• _Written problem A_
In the map performance thread, which load factor was used for reference tracking?
• _Written problem B_
Translate this sentence from the map performance thread into Spanish: "I was able to run the benchmark, and I may have an avenue that could improve contains() and get() performance."
• _Written problem C_
Carry on the map performance thread from the last sentence shown, in the same style.

──────── Document

[Java] optimize map performance for reference tracking and serializer dispatch

chaokunyang commented 7 months ago

Is your feature request related to a problem? Please describe.

This issue is to continue the performance optimization discussion of map in https://github.com/apache/incubator-fury/issues/1274#issuecomment-1997259888

Additional context

Tha hash lookup is a time-consuming operations. Especially after F applied codegen speedup, the cost of hash look for class dispatch or reference tracking is considerable, and sometimes it become the bottleneck of the serialization.

chaokunyang commented 7 months ago

Hi @tommyettinger , let's continue the discussion in https://github.com/apache/incubator-fury/issues/1274#issuecomment-1997259888 .

We used 0.25 as the default loader actor for class serializer dispatch in https://github.com/apache/incubator-fury/blob/main/java/fury-core/src/main/java/org/apache/fury/resolver/ClassResolver.java#L201 . But for reference tracking, we used 0.51f, since the object graph may be huge, a smaller loader factor will use more memory, and then map is big, there may have some L1 cache miss. But I thinks we can change it to 0.5f.

For class serializer dispatch, some times some class are more hot than others, I was also thinking whether is it possible to adjust the map hierarchy to make it faster for hot keys. But not sure whether it will bring big difference.

chaokunyang commented 7 months ago

Just found that fury has already removed the hash multiplication:

  protected int place(K item) {
    return System.identityHashCode(item) & mask;
  }

tommyettinger commented 7 months ago

RE: removed multiplication, good, that was one of the optimizations I wasn't sure had made it into Fury.

I've got a JMH benchmark that can test several different Map implementations at once, but I can't run it at the moment because all 12 logical cores on this laptop are currently devoted to an unrelated statistical test on a random number generator, and that test will run for at least several more hours. I've got the JMH benchmark set up to test HashMap, ObjectObjectMap from jdkgdxds, the corresponding Map type in FastUtil, and the hash-based Map in Koloboke 1.0.0 . I'll see if I can add FuryObjectMap, ~~it just needs to implement Map~~ OK, it doesn't implement Map, so it would need to be run separately, which isn't quite a fair comparison. However, ObjectObjectMap from jdkgdxds is very close. It's possible Koloboke will do well here, which it appeared to do 8 years ago when it last updated, but a lot has changed in the current JDK versions. I'll see if I can test on a large number of Class instances, to have similar conditions to the large object graph scenario.

chaokunyang commented 7 months ago

Looking forward to your benchmark results

tommyettinger commented 7 months ago

I was able to run the benchmark, and I may have an avenue that could improve contains() and get() performance.

Contains

This was testing just contains() with Object keys, some of which were Class instances from java.** packages, and some of which were simple Dummy instances, where Dummy is a class that stores its name and that's it, using identity comparison like Class. The one case where anything performed noticeably better was when hashing the .toString() result of the Object (but .getName() on Class would also work), and I believe that only did well because the String and its hashCode are cached. That didn't do better every time, and some other operations took longer.

────────────────
──────── Recorded data

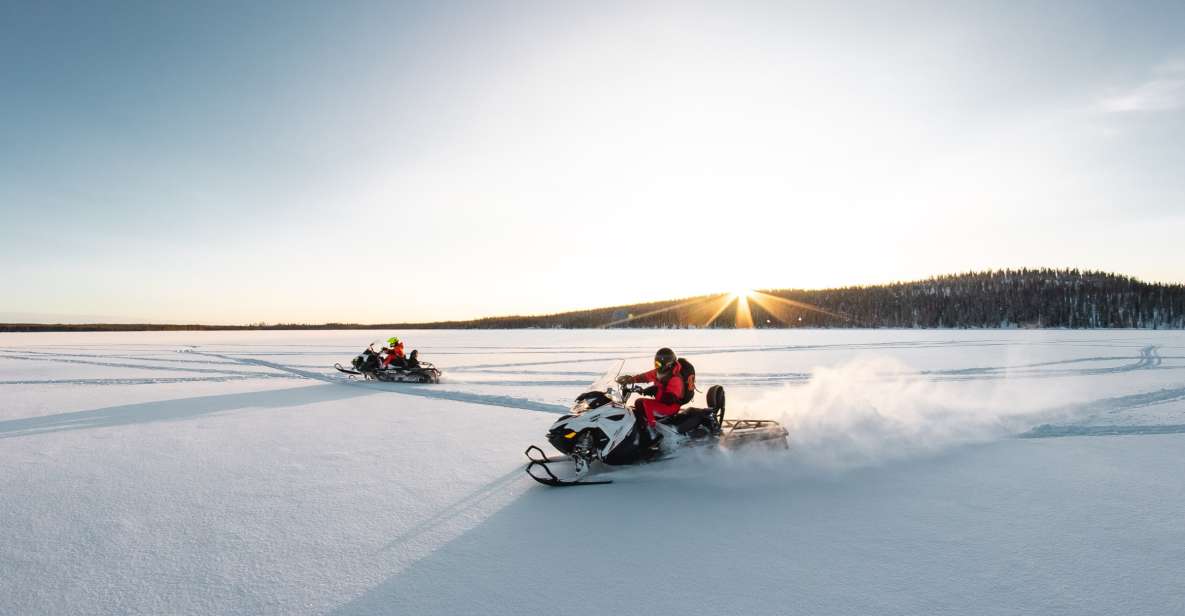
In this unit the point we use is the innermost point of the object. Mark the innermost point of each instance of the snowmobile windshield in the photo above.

────────────────

• _Output A_
0.51f

• _Output B_
Pude ejecutar el benchmark y es posible que tenga una vía que podría mejorar el rendimiento de contains() y get().

• _Output C_
The full benchmark data on various operations is available here as a raw .txt: https://github.com/tommyettinger/assorted-benchmarks/blob/529bd6a8e48ceb3fbbb7f0021f990394e1fd3cf6/jmh/Identity_Map_21.txt and here as a nicely-formatted spreadsheet (.fods format from LibreOffice and I think OpenOffice): (direct link) https://github.com/tommyettinger/assorted-benchmarks/raw/2538fcf164e27b3defc368436f8e2799225f75e9/jmh/Identity_Map_Performance_21.fods

The confusing thing is that there seems to be some deoptimization going on in the JVM, since the benchmarks each start about twice as fast as when they actually start recording data. It could be my laptop heating up quickly, but that seems unlikely.

You can run the benchmarks yourself by loading the jmh project in the repo I linked and running the shadowJar task. Then you can use a command like...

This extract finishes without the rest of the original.